INSTRUCTION - In the records below, the line that contains "Exercise. Point out every instance of the large" marks the start. Copy it and each line after it through the end, exactly, without pictures.

MATERIAL -
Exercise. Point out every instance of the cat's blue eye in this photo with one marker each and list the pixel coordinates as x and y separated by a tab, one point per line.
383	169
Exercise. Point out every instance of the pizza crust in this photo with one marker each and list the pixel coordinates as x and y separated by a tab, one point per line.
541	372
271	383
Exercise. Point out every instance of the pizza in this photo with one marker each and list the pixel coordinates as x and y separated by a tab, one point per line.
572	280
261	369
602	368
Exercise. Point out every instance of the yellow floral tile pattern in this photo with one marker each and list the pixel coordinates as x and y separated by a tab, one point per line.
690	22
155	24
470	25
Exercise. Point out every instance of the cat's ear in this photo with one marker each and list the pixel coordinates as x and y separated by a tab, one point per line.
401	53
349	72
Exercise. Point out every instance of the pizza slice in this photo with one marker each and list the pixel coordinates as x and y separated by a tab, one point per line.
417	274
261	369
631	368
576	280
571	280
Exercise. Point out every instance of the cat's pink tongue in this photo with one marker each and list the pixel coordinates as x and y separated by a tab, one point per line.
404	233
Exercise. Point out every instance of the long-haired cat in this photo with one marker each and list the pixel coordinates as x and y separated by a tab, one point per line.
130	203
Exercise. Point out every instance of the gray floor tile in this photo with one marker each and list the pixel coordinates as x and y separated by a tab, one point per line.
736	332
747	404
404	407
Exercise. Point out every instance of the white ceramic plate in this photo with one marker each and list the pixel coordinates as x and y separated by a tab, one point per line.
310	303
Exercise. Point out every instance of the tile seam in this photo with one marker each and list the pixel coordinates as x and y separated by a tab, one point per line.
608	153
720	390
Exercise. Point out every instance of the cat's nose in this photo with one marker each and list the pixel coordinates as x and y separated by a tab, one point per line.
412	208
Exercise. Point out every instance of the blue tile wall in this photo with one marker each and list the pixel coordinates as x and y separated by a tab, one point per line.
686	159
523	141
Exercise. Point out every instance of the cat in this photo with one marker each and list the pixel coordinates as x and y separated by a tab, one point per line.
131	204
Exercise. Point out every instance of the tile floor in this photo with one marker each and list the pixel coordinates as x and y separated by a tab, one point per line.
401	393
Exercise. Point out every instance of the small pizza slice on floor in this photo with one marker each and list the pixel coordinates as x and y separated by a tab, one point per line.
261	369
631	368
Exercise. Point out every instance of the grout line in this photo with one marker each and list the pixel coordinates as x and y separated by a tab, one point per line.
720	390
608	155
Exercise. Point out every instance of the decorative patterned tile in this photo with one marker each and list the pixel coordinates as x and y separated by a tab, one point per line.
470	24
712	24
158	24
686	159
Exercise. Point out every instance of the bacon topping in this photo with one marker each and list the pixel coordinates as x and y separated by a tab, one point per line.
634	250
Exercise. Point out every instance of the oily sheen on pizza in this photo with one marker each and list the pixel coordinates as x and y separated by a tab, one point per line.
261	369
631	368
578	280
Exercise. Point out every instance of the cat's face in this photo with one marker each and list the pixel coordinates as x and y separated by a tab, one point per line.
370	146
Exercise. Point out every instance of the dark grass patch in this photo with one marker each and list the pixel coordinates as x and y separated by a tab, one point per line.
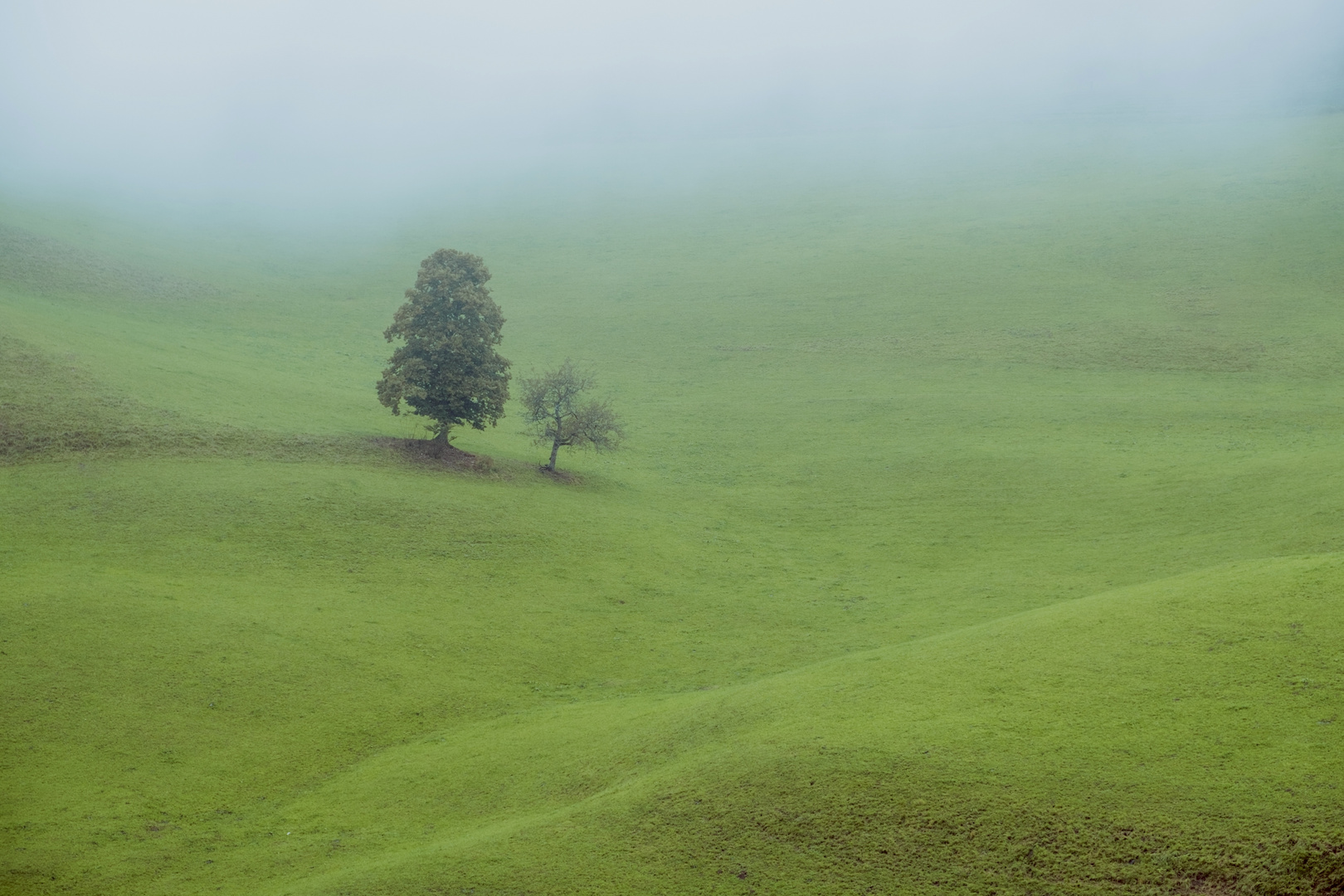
50	266
435	455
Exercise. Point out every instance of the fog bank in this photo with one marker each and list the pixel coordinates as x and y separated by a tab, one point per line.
340	102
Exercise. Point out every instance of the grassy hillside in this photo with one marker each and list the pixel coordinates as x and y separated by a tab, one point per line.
977	533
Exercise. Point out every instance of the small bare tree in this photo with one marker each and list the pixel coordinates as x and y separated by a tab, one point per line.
558	418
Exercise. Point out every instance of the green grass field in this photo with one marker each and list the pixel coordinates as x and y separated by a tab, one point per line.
980	529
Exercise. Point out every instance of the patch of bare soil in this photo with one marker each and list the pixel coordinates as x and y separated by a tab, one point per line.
559	476
433	453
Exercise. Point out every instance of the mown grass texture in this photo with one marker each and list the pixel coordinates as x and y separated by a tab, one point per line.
976	535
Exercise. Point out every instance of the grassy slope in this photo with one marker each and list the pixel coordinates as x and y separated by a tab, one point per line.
866	423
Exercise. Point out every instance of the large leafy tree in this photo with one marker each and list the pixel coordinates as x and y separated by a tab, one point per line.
558	416
446	367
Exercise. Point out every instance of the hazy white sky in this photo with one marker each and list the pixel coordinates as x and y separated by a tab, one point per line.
219	95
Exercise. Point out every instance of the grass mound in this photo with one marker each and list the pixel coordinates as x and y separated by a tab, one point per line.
976	533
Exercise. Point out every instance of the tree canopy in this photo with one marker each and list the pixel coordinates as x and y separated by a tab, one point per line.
448	368
555	414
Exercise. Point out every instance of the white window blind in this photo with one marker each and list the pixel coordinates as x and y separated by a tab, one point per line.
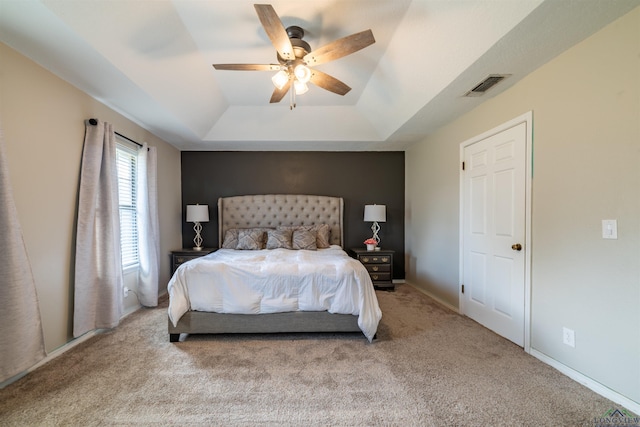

COMPLETED EXERCISE -
Exercise. Point out every instance of the large leafy tree in this photo with one marker each and list the pixel coordinates as x and y separated by a tab, one point per line.
558	416
446	367
Exercise. Point out every instance of the hazy white sky in this photo with one marker each and list the pixel coordinates as x and y separated by a tab, one point per line.
219	95
Exercise. Point out every instance of the grass mound in this photo with one marker each and list the pixel coordinates as x and y separated by a tab, one point per line.
976	533
Exercise. Point out every instance of the tree canopy in this photo with one marker each and list the pixel coordinates as x and y separated by a tab, one point per line.
448	368
555	414
Exercise. Point out every instance of the white window blind in this photo with one marker each and list the pixel coordinates as x and y separated by a tab, one point per line.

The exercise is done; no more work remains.